- [Records provided]
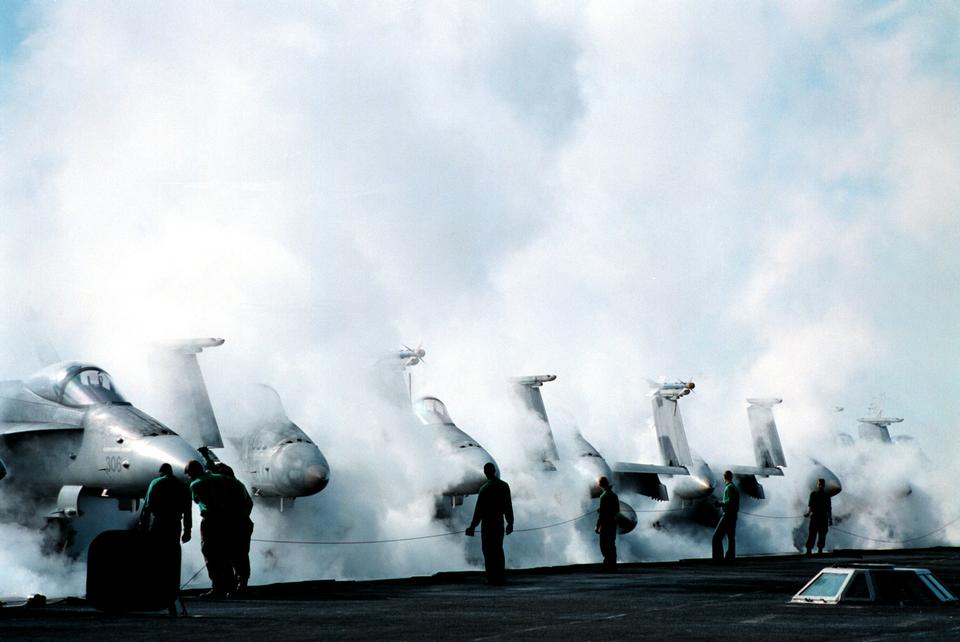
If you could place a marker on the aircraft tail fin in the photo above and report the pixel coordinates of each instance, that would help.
(763, 430)
(670, 433)
(528, 388)
(876, 429)
(176, 368)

- [Exercise objective] Put every line of the material above into a Markdown table with the columns "Row" and "Line text", numbering the rows and skipping blank lines. Leave the pictures out of your answer.

- [Answer]
| Row | Line text |
|---|---|
| 1 | If you could place a marker on the aircraft tail fin in the photo above and report the pixel coordinates of each instance, that would help. |
| 2 | (763, 430) |
| 3 | (670, 433) |
| 4 | (528, 388) |
| 5 | (876, 429) |
| 6 | (176, 368) |